What needs to be done: Each record below gets repeated exactly, and pictures stay out of the copy.

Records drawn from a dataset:
"""
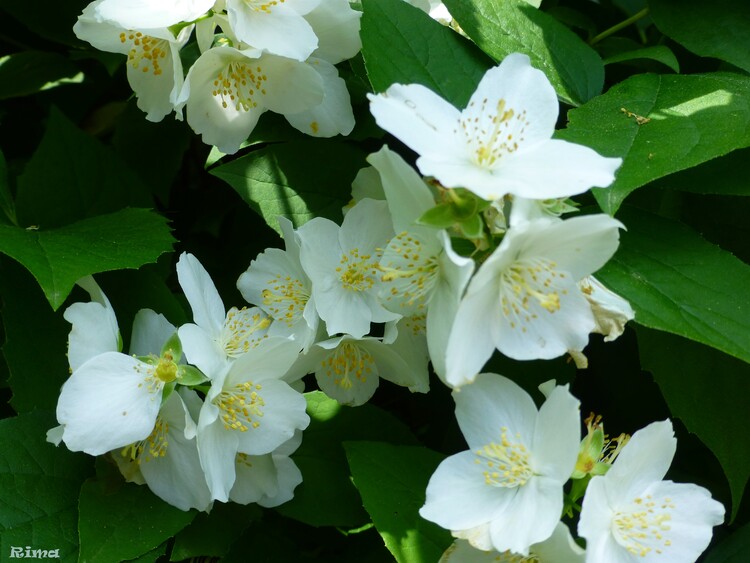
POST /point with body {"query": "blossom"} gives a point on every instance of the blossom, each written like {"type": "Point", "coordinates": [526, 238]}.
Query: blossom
{"type": "Point", "coordinates": [558, 548]}
{"type": "Point", "coordinates": [249, 410]}
{"type": "Point", "coordinates": [342, 263]}
{"type": "Point", "coordinates": [500, 143]}
{"type": "Point", "coordinates": [218, 336]}
{"type": "Point", "coordinates": [524, 300]}
{"type": "Point", "coordinates": [227, 90]}
{"type": "Point", "coordinates": [511, 479]}
{"type": "Point", "coordinates": [154, 68]}
{"type": "Point", "coordinates": [631, 514]}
"""
Output:
POST /point with body {"query": "blossom"} gives a point on every instance of the blossom, each written like {"type": "Point", "coordinates": [526, 238]}.
Query: blossom
{"type": "Point", "coordinates": [558, 548]}
{"type": "Point", "coordinates": [249, 410]}
{"type": "Point", "coordinates": [342, 263]}
{"type": "Point", "coordinates": [500, 143]}
{"type": "Point", "coordinates": [218, 336]}
{"type": "Point", "coordinates": [524, 300]}
{"type": "Point", "coordinates": [227, 90]}
{"type": "Point", "coordinates": [511, 479]}
{"type": "Point", "coordinates": [154, 68]}
{"type": "Point", "coordinates": [631, 514]}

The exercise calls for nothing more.